## Required action
Can you quote the lines below exactly, starting at the line with "Would you mind pointing to the tree" and going through the last one?

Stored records
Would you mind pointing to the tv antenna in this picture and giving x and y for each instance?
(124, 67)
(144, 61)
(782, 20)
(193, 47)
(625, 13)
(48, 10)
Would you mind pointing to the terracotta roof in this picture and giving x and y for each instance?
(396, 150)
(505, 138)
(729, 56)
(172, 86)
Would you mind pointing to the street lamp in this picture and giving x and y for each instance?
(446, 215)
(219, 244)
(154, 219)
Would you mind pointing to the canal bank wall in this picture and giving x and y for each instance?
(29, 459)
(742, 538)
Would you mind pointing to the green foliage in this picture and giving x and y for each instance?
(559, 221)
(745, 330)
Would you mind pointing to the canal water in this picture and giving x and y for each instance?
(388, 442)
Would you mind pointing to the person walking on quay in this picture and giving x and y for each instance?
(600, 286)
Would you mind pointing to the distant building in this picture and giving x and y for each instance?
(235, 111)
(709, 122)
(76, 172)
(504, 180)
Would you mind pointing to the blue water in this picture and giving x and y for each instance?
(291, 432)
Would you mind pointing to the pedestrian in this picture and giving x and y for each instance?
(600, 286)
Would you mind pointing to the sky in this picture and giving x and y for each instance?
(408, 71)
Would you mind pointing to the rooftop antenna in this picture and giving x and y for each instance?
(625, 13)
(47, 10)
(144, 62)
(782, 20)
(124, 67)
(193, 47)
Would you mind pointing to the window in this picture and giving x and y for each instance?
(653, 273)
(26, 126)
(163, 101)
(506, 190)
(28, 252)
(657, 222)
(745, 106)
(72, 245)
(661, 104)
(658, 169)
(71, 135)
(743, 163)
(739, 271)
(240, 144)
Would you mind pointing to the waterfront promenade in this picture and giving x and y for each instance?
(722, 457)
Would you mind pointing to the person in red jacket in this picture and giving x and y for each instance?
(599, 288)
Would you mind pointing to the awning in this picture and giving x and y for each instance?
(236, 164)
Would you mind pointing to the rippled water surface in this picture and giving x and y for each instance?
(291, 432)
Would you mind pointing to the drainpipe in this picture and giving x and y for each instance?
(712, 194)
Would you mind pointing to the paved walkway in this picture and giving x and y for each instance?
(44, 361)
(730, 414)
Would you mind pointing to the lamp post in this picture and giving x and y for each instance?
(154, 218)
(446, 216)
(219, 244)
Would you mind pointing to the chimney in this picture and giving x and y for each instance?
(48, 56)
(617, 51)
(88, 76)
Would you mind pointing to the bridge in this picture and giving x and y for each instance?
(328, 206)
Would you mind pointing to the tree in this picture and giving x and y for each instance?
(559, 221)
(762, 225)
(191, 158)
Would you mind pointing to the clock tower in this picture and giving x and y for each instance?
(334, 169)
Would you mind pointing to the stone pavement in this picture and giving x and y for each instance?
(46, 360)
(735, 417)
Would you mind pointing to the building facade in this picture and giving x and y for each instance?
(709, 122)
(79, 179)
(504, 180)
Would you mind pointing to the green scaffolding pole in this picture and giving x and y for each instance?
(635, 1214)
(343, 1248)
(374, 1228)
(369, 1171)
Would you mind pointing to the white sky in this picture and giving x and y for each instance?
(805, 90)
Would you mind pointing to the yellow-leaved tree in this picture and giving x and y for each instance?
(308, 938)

## Written solution
Would you mind pointing to the tree in this picture and giving x and y for each instance?
(559, 221)
(762, 225)
(191, 158)
Would you mind pointing to the clock tower in this picture and giving x and y for each instance?
(334, 169)
Would you mind pointing to the stone pavement in this picture and giving x and y for each instance?
(46, 360)
(735, 417)
Would you mind pointing to the building facade in this picture and giving x and y for each instance?
(709, 122)
(79, 179)
(504, 180)
Would you mind pointing to the green scaffolding pole in this picture and giving x and y for each instance?
(635, 1214)
(343, 1248)
(374, 1228)
(369, 1171)
Would you mind pointing to the white sky in this picture and giving x and y for each instance?
(805, 90)
Would you mind pointing to the yellow-leaved tree in this picture and giving x and y for each instance?
(308, 938)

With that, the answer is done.